What is required. Write the records out again, keeping each line exactly as it is.

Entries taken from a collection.
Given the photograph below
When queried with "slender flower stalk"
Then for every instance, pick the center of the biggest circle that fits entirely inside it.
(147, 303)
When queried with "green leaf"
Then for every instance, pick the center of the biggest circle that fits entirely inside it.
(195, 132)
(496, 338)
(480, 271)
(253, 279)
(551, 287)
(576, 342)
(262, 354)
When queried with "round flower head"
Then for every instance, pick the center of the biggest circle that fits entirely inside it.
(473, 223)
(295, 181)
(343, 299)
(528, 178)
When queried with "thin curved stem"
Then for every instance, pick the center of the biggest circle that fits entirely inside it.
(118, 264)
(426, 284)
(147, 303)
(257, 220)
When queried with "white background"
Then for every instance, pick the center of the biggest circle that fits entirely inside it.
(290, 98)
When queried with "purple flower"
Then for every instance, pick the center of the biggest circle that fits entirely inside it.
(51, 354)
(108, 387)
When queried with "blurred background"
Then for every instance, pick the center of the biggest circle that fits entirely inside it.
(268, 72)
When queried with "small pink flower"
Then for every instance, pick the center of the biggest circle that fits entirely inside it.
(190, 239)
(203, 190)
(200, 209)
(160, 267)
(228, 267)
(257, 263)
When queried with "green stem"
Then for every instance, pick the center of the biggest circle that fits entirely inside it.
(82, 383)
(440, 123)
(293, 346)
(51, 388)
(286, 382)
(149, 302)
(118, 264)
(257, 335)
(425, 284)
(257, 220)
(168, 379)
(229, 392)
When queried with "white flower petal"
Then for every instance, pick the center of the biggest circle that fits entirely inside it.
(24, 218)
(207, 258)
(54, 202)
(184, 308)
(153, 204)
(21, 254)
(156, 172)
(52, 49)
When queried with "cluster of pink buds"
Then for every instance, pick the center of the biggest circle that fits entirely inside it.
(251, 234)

Solved exercise.
Given the photograph below
When queried with "slender flower stalk"
Then for every instance, pick the center of the biggest circle that fits entirely inside it.
(147, 303)
When queried with "green leaf"
Then for every instance, pick the center of the biggest circle that fits entirely inside it.
(195, 132)
(496, 338)
(480, 271)
(253, 279)
(551, 287)
(576, 342)
(262, 354)
When queried with "round flower head"
Then for every instance, pick the center of the biggest circle that fits entirely inside it.
(473, 223)
(295, 181)
(343, 299)
(528, 178)
When queried with "thin curved stem"
Then for every instance, pick the center of the biggest circle that fits entirely inside it.
(118, 264)
(426, 284)
(147, 303)
(257, 220)
When queried with "white background"
Then for every instance, pick the center of the biggest circle that fits entirely inside it.
(290, 98)
When queried with "purple flower"
Then for every instance, pick the center of the biggest circle that fits entirely inside it.
(51, 354)
(108, 387)
When queried with "blurred background"
Then for every instance, pick the center of the biggest circle that fits entirely inside it.
(268, 72)
When queried with "small pink flower"
Then for every instance, pick the center of the biggest circle that fits entirely inside it.
(190, 239)
(203, 190)
(200, 209)
(160, 267)
(228, 267)
(257, 263)
When queried with "green stem"
Then for every instance, pick the center of the biggest circle that fits entirely inside it.
(82, 383)
(440, 123)
(293, 346)
(51, 388)
(286, 382)
(149, 302)
(118, 264)
(257, 335)
(425, 284)
(257, 220)
(168, 379)
(229, 392)
When queried with "white flower petal"
Then for every instance, pick the center of the biggest circle that fits entirely inside it.
(24, 218)
(207, 258)
(54, 202)
(184, 308)
(153, 204)
(21, 254)
(156, 172)
(52, 49)
When queried with "cluster of pink buds"
Then for every instance, pick the center of the biggest circle that fits entirely inside it.
(251, 234)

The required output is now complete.